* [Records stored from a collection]
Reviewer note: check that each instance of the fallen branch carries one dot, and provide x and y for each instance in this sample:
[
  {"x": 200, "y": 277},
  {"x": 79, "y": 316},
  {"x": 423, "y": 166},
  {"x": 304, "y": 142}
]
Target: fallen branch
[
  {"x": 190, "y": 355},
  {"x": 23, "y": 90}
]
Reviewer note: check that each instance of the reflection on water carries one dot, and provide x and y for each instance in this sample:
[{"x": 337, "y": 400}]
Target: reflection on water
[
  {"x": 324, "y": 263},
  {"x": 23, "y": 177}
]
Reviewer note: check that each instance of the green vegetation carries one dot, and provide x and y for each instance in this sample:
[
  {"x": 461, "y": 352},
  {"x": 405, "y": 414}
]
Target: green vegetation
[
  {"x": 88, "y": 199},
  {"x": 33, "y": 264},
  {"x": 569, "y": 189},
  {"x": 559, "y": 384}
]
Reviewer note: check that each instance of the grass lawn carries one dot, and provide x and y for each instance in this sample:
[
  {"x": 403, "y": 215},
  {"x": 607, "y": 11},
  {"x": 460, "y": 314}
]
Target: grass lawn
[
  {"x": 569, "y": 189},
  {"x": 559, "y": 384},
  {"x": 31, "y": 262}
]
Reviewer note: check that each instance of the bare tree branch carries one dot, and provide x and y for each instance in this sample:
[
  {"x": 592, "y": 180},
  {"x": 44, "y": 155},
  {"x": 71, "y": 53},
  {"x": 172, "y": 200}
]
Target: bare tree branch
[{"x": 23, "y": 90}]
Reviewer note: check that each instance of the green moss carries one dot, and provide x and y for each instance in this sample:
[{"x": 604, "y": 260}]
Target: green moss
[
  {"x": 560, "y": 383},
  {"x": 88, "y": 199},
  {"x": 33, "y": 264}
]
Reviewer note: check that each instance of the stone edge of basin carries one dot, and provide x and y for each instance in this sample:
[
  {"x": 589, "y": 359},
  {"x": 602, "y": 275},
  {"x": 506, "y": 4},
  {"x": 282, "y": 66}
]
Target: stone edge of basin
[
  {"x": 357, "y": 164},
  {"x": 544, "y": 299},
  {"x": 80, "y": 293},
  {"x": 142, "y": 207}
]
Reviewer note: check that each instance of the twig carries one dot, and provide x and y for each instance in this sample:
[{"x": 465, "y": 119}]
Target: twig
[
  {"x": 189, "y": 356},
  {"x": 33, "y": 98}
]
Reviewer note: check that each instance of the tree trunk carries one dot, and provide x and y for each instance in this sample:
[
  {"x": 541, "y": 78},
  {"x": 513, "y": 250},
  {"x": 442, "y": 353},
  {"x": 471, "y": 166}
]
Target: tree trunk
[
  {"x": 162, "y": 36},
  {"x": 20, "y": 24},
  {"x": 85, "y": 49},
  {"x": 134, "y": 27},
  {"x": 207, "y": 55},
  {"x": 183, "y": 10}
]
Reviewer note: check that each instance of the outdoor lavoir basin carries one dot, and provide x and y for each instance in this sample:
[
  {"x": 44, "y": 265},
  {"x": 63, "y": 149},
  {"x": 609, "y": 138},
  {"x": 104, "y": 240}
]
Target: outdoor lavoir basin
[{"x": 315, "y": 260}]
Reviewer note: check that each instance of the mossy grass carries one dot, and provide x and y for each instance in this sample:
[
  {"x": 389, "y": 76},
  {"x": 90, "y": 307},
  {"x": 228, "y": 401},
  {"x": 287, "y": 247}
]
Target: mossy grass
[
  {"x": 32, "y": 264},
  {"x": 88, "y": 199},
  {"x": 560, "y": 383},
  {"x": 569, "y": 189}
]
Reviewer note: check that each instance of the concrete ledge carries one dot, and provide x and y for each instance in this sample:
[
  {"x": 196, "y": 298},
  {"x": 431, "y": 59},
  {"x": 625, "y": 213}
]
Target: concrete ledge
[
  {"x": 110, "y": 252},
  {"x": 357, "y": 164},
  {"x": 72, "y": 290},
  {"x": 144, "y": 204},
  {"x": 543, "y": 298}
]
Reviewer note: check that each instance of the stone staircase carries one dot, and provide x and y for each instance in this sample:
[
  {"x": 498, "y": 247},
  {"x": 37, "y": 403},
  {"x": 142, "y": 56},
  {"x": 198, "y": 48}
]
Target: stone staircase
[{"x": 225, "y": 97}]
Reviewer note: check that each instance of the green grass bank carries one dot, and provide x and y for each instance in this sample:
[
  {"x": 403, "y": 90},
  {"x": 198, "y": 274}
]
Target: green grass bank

* [EXERCISE REQUIREMENTS] Render every line of the records above as a Markdown table with two columns, Row and Line. Number the rows in order and omit blank lines.

* [ANSWER TO THE PROBLEM]
| Row | Line |
|---|---|
| 1 | Reviewer note: check that each instance of the fallen branch carries one dot, and provide x and y for each instance in this sample: |
| 2 | [ |
| 3 |   {"x": 200, "y": 277}, |
| 4 |   {"x": 79, "y": 316}, |
| 5 |   {"x": 423, "y": 166}, |
| 6 |   {"x": 304, "y": 142} |
| 7 | ] |
| 8 | Target: fallen branch |
| 9 | [ |
| 10 |   {"x": 190, "y": 355}, |
| 11 |   {"x": 23, "y": 90} |
| 12 | ] |
| 13 | Reviewer note: check that each instance of the reflection on water carries one dot, and provide x and y for each instance in this sample: |
| 14 | [{"x": 337, "y": 400}] |
| 15 | Target: reflection on water |
| 16 | [ |
| 17 |   {"x": 324, "y": 263}, |
| 18 |   {"x": 23, "y": 177} |
| 19 | ] |
| 20 | Reviewer note: check that each instance of the green vegetation carries one dot, and provide x and y for each instance in this sample: |
| 21 | [ |
| 22 |   {"x": 461, "y": 352}, |
| 23 |   {"x": 405, "y": 414} |
| 24 | ] |
| 25 | Target: green vegetation |
| 26 | [ |
| 27 |   {"x": 88, "y": 199}, |
| 28 |   {"x": 33, "y": 264}, |
| 29 |   {"x": 569, "y": 189}, |
| 30 |   {"x": 559, "y": 384} |
| 31 | ] |
| 32 | Reviewer note: check that each instance of the grass lawn carries one dot, and provide x and y for each instance in this sample: |
| 33 | [ |
| 34 |   {"x": 403, "y": 215}, |
| 35 |   {"x": 607, "y": 11}, |
| 36 |   {"x": 460, "y": 314} |
| 37 | ] |
| 38 | Target: grass lawn |
| 39 | [ |
| 40 |   {"x": 569, "y": 189}, |
| 41 |   {"x": 559, "y": 384}, |
| 42 |   {"x": 31, "y": 262} |
| 43 | ] |
| 44 | Reviewer note: check that each instance of the bare tree branch carries one dot, and provide x and y for each instance in this sample: |
| 45 | [ |
| 46 |   {"x": 592, "y": 180}, |
| 47 |   {"x": 44, "y": 155}, |
| 48 |   {"x": 71, "y": 53}, |
| 49 |   {"x": 172, "y": 200} |
| 50 | ] |
| 51 | Target: bare tree branch |
| 52 | [{"x": 23, "y": 90}] |
| 53 | Reviewer note: check that each instance of the green moss carries one dot, and provide x and y for each instance in this sample: |
| 54 | [{"x": 604, "y": 260}] |
| 55 | Target: green moss |
| 56 | [ |
| 57 |   {"x": 560, "y": 383}, |
| 58 |   {"x": 88, "y": 199}, |
| 59 |   {"x": 33, "y": 264} |
| 60 | ] |
| 61 | Reviewer note: check that each instance of the stone edge of basin carries one dot, and provide x and y for each instance in this sample: |
| 62 | [ |
| 63 |   {"x": 589, "y": 359}, |
| 64 |   {"x": 602, "y": 275}, |
| 65 |   {"x": 506, "y": 4}, |
| 66 |   {"x": 282, "y": 66} |
| 67 | ] |
| 68 | Target: stone edge of basin |
| 69 | [ |
| 70 |   {"x": 357, "y": 164}, |
| 71 |   {"x": 544, "y": 299}, |
| 72 |   {"x": 80, "y": 293}, |
| 73 |   {"x": 142, "y": 207} |
| 74 | ] |
| 75 | Reviewer note: check that each instance of the twig carries one dot, and provide x and y for each instance in this sample: |
| 76 | [{"x": 465, "y": 119}] |
| 77 | Target: twig |
| 78 | [ |
| 79 |   {"x": 189, "y": 356}, |
| 80 |   {"x": 33, "y": 98} |
| 81 | ] |
| 82 | Reviewer note: check that each instance of the tree trunk carries one dot, and provide x and y for each instance in this sample: |
| 83 | [ |
| 84 |   {"x": 541, "y": 78}, |
| 85 |   {"x": 513, "y": 250}, |
| 86 |   {"x": 442, "y": 353}, |
| 87 |   {"x": 471, "y": 166} |
| 88 | ] |
| 89 | Target: tree trunk |
| 90 | [ |
| 91 |   {"x": 162, "y": 36}, |
| 92 |   {"x": 20, "y": 24}, |
| 93 |   {"x": 85, "y": 49}, |
| 94 |   {"x": 134, "y": 27}, |
| 95 |   {"x": 207, "y": 55}, |
| 96 |   {"x": 183, "y": 10} |
| 97 | ] |
| 98 | Reviewer note: check that each instance of the outdoor lavoir basin carries one dot, and provide x and y for each instance in this sample: |
| 99 | [ |
| 100 |   {"x": 44, "y": 265}, |
| 101 |   {"x": 63, "y": 149}, |
| 102 |   {"x": 609, "y": 138}, |
| 103 |   {"x": 104, "y": 240} |
| 104 | ] |
| 105 | Target: outdoor lavoir basin |
| 106 | [{"x": 315, "y": 260}] |
| 107 | Reviewer note: check that each instance of the mossy grass carries one dot, and provide x and y for each instance in this sample: |
| 108 | [ |
| 109 |   {"x": 389, "y": 76}, |
| 110 |   {"x": 90, "y": 307}, |
| 111 |   {"x": 228, "y": 401}, |
| 112 |   {"x": 287, "y": 247} |
| 113 | ] |
| 114 | Target: mossy grass |
| 115 | [ |
| 116 |   {"x": 32, "y": 264}, |
| 117 |   {"x": 88, "y": 199}, |
| 118 |   {"x": 560, "y": 383}, |
| 119 |   {"x": 569, "y": 189} |
| 120 | ] |
| 121 | Reviewer note: check that each instance of the concrete ledge carries one dot, and provide x and y for each instance in this sample: |
| 122 | [ |
| 123 |   {"x": 196, "y": 298}, |
| 124 |   {"x": 431, "y": 59}, |
| 125 |   {"x": 625, "y": 213} |
| 126 | ] |
| 127 | Target: concrete ledge |
| 128 | [ |
| 129 |   {"x": 110, "y": 252}, |
| 130 |   {"x": 357, "y": 164}, |
| 131 |   {"x": 72, "y": 290}, |
| 132 |   {"x": 144, "y": 204}, |
| 133 |   {"x": 543, "y": 298} |
| 134 | ] |
| 135 | Reviewer note: check that each instance of the stone staircase carries one dot, and provide x and y for each instance in this sample: |
| 136 | [ |
| 137 |   {"x": 498, "y": 247}, |
| 138 |   {"x": 37, "y": 403}, |
| 139 |   {"x": 142, "y": 56}, |
| 140 |   {"x": 198, "y": 48} |
| 141 | ] |
| 142 | Target: stone staircase |
| 143 | [{"x": 225, "y": 97}] |
| 144 | Reviewer note: check that each instance of the green grass bank carries one dot, and provide x and y for each instance in this sample: |
| 145 | [ |
| 146 |   {"x": 403, "y": 90}, |
| 147 |   {"x": 198, "y": 274} |
| 148 | ] |
| 149 | Target: green grass bank |